# ŹRÓDŁO
Errare humanum est, czyli: mylić się jest rzeczą ludzką, jak mawiali starożytni. Nie trzeba nikogo przekonywać do prawdziwości tego stwierdzenia, bo niejednokrotnie brutalnie tego doświadczamy. Jak zatem pogodzić z tą oczywistą prawdą dogmat o nieomylności papieskiej?
By zrozumieć potrzebę i sens dogmatu o nieomylności papieskiej, trzeba pokrótce ukazać kontekst epoki oraz historyczne tło zdarzeń. Druga połowa XIX wieku jest areną ogromnych przeobrażeń społecznych, politycznych i kulturowych.

# WYODRĘBNIONE DANE
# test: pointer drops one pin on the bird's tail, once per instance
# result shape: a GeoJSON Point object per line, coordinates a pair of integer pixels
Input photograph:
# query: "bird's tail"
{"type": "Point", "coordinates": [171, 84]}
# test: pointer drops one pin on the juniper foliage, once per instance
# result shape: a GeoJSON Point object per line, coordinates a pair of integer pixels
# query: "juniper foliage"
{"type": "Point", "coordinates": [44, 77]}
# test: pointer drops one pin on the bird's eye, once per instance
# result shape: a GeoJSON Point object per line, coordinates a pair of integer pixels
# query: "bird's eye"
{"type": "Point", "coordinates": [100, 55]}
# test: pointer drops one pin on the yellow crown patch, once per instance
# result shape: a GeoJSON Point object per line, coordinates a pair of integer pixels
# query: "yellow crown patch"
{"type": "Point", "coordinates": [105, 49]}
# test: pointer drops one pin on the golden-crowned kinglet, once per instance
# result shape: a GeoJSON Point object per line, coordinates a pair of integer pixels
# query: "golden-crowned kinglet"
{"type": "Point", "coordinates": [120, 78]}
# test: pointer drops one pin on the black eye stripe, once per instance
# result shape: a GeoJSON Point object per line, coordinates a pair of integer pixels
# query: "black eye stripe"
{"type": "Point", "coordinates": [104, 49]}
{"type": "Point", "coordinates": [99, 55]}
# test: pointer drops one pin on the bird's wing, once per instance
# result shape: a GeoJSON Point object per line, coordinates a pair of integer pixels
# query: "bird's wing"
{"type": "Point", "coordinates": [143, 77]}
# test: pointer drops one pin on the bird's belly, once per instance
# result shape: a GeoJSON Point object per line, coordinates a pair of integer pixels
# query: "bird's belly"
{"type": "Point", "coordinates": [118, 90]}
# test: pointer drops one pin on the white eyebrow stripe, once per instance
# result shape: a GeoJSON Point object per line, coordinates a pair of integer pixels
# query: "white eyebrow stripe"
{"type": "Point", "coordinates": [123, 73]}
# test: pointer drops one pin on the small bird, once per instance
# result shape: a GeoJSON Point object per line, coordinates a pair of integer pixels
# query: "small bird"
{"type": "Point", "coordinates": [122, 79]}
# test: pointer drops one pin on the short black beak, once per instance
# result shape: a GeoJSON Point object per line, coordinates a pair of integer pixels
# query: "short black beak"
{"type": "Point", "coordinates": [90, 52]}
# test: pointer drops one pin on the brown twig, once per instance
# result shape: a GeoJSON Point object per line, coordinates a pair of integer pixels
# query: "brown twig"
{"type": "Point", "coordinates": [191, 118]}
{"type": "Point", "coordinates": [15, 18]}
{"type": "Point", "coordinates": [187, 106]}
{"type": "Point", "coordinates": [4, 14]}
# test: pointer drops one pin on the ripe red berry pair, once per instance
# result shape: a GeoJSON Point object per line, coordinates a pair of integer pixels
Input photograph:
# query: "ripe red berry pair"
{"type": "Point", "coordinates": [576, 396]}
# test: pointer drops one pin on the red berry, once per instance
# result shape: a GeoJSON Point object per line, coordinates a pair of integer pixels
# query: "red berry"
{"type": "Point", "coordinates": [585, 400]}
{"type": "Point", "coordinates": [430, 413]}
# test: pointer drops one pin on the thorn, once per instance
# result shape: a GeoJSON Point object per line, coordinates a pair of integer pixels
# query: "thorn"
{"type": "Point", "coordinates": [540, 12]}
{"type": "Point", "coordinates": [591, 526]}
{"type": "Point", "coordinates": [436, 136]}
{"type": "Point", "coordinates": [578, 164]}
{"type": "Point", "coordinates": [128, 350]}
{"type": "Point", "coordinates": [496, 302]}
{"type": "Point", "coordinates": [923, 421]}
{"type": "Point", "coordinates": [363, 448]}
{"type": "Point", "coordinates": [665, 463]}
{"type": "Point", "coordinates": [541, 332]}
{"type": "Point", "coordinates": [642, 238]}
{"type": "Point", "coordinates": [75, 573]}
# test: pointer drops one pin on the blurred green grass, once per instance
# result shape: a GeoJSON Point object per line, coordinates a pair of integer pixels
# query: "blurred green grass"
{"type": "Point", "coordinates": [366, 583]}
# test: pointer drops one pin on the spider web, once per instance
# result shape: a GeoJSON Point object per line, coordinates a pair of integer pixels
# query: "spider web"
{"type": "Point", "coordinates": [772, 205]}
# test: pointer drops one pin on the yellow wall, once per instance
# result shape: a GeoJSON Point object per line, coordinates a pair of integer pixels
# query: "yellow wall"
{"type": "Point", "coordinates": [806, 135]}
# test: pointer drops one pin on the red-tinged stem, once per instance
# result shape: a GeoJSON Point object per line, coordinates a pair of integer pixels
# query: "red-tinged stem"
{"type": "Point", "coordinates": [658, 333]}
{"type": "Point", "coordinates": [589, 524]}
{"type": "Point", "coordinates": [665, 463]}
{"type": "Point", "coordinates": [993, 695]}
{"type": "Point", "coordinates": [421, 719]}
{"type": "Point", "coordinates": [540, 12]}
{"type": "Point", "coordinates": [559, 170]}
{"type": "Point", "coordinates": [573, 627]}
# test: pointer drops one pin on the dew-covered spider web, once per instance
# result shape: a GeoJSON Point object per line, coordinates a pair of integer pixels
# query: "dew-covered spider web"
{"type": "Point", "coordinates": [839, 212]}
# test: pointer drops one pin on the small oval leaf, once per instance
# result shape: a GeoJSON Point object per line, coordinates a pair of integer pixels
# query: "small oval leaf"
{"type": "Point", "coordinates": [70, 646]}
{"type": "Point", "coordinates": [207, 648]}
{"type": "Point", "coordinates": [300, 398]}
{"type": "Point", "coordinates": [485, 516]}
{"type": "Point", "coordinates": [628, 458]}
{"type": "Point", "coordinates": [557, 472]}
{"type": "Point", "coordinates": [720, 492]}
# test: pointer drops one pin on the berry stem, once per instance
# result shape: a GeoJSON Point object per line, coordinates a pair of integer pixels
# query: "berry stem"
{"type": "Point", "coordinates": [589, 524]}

# OPIS ZADANIA
Wyodrębnij cały tekst o dogmacie nieomylności papieskiej bez żadnych zmian. Dane nie mają tu żadnego znaczenia.

# ODPOWIEDŹ
Errare humanum est, czyli: mylić się jest rzeczą ludzką, jak mawiali starożytni. Nie trzeba nikogo przekonywać do prawdziwości tego stwierdzenia, bo niejednokrotnie brutalnie tego doświadczamy. Jak zatem pogodzić z tą oczywistą prawdą dogmat o nieomylności papieskiej?
By zrozumieć potrzebę i sens dogmatu o nieomylności papieskiej, trzeba pokrótce ukazać kontekst epoki oraz historyczne tło zdarzeń. Druga połowa XIX wieku jest areną ogromnych przeobrażeń społecznych, politycznych i kulturowych.